** Enunciado 1 **
Transcreva, do texto sobre a foto de moto-cross, o trecho que vai de "Muito melhor, não?" até "passo a passo.".

** Texto extraído **
━━━━━━━━━━━━━━━━
Fiz esta foto em uma competição de moto-cross aqui na minha cidade. Estava com uma Leica M3 e lente Summicron 50mm f/2, ambas da década de 1950. O filme era Double-X. A imagem acima é um scan do negativo inteiro. Embora meu objetivo seja fazer a impressão pelo método também analógico, eu sempre faço primeiro um scan para escolher as fotos e planejar o que e como que irei imprimir.
Para mim, o ponto interessante nela é a interação do menino com a moto . Embora não vejamos seu rosto, a posição e atitude tão relaxada dele nos leva a crer que ele estava encantado com os saltos dos motociclistas. O que atrapalha muito é a sombrinha que embora bem mais distante fica sobre a cabeça dele. Ela está interferindo demais e pensei que seria muito bom se pudesse sumir com ela e também cortar um pouco da paisagem, como se estivesse com uma lente mais longa. Para simular no que isso daria, fiz isso no Photoshop e obtive o resultado abaixo.
Muito melhor, não? Poderia fazer um scan mais caprichado, retocar digitalmente e imprimir assim. Mas essas fotos que tenho feito de pessoas e eventos da cidade vão para álbuns onde só coloco impressões analógicas em papel fibra. Então estava fora de questão fazer com ink-jet.
Como eu gostei muito da foto resolvi fazer um exercício de retoque analógico, como se fazia antigamente, que consiste em imprimir, retocar a cópia, re-fotografar e imprimir novamente. Aqui vai o passo a passo.
1 – Positivo de base
Como nos meus álbuns as fotos costumam ter 18×24 cm ou menos, eu não precisava partir de algo maior que isso. Fiz uma impressão nesse tamanho, 18×24 cm.
━━━━━━━━━━━━━━━━
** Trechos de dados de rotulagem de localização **
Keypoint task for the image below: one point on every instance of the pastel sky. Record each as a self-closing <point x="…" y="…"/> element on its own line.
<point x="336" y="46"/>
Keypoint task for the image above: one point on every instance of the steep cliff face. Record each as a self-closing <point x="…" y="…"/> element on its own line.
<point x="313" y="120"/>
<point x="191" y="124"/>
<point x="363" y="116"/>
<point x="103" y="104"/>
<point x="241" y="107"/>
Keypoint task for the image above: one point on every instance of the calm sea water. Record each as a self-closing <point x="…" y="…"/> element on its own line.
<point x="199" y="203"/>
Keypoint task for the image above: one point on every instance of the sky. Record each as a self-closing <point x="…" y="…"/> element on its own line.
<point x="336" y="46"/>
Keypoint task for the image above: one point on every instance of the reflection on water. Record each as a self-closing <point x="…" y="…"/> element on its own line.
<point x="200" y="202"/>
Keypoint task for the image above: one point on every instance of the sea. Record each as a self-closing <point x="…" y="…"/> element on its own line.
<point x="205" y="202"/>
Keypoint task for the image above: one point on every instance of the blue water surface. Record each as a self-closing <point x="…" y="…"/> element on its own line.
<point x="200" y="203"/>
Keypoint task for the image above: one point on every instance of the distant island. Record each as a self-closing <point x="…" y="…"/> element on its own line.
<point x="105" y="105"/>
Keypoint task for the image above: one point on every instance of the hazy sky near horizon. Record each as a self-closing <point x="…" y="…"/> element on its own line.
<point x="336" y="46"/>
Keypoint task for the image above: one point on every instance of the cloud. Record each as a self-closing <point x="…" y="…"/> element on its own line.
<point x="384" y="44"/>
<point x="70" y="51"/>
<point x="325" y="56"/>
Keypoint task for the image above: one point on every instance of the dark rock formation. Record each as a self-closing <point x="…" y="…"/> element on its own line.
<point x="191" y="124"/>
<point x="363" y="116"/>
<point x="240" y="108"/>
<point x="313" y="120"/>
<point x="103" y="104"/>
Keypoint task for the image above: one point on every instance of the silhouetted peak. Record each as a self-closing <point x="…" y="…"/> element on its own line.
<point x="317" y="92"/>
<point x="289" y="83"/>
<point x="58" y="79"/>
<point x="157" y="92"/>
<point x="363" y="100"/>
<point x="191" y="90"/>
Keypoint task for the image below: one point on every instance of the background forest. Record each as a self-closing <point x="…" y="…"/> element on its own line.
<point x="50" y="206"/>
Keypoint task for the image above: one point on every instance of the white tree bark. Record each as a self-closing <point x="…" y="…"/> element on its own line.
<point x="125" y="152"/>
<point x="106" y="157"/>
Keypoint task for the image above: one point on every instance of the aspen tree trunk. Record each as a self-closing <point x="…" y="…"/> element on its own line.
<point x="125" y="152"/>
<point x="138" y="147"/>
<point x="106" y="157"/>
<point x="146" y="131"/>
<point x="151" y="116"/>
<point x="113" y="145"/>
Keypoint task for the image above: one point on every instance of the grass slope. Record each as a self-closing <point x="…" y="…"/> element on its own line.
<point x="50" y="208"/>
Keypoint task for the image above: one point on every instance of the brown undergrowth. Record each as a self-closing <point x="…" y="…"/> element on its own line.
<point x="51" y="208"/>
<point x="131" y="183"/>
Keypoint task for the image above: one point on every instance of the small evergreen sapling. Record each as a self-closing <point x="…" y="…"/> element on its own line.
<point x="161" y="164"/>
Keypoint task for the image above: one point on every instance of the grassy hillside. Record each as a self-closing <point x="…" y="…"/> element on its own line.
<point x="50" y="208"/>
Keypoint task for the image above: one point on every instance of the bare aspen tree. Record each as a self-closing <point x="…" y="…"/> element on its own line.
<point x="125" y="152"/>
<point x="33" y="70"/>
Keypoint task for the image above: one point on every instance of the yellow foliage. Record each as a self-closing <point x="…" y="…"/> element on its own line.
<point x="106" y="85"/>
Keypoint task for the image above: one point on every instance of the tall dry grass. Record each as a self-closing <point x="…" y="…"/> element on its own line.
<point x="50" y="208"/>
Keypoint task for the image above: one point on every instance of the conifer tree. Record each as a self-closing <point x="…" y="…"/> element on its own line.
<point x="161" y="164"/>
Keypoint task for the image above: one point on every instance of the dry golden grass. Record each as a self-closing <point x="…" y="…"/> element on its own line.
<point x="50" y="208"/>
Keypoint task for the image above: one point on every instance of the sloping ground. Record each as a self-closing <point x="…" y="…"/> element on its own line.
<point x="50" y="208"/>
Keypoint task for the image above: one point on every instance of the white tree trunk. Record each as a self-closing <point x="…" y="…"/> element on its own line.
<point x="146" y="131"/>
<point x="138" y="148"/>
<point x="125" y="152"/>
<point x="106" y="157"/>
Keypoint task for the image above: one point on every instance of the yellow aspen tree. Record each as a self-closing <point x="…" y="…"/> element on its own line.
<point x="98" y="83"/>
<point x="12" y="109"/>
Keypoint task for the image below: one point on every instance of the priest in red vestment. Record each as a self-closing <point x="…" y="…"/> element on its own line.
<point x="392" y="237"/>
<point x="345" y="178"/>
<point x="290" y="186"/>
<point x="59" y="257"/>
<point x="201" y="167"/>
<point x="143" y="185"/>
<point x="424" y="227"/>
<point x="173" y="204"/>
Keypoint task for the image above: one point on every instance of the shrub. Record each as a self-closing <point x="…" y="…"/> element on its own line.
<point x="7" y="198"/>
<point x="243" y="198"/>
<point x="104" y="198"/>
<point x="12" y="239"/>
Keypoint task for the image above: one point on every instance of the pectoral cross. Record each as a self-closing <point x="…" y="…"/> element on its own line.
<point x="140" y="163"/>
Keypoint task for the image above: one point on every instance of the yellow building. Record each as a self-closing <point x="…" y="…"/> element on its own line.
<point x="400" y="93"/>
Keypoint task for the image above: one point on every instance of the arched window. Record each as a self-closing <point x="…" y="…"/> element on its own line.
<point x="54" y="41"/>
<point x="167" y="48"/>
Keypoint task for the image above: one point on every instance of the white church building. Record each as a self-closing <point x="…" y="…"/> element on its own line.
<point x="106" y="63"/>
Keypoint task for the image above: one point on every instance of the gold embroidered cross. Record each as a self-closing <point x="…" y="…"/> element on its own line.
━━━━━━━━━━━━━━━━
** Enunciado 2 **
Reescreva as entradas desde a linha com "the white church" até a última entrada, ambas incluídas, trocando "gold" por "silver" e sem alterar mais nada.

** Resultado 1 **
Muito melhor, não? Poderia fazer um scan mais caprichado, retocar digitalmente e imprimir assim. Mas essas fotos que tenho feito de pessoas e eventos da cidade vão para álbuns onde só coloco impressões analógicas em papel fibra. Então estava fora de questão fazer com ink-jet.
Como eu gostei muito da foto resolvi fazer um exercício de retoque analógico, como se fazia antigamente, que consiste em imprimir, retocar a cópia, re-fotografar e imprimir novamente. Aqui vai o passo a passo.

** Resultado 2 **
Keypoint task for the image above: one point on every instance of the white church building. Record each as a self-closing <point x="…" y="…"/> element on its own line.
<point x="106" y="63"/>
Keypoint task for the image above: one point on every instance of the silver embroidered cross. Record each as a self-closing <point x="…" y="…"/> element on its own line.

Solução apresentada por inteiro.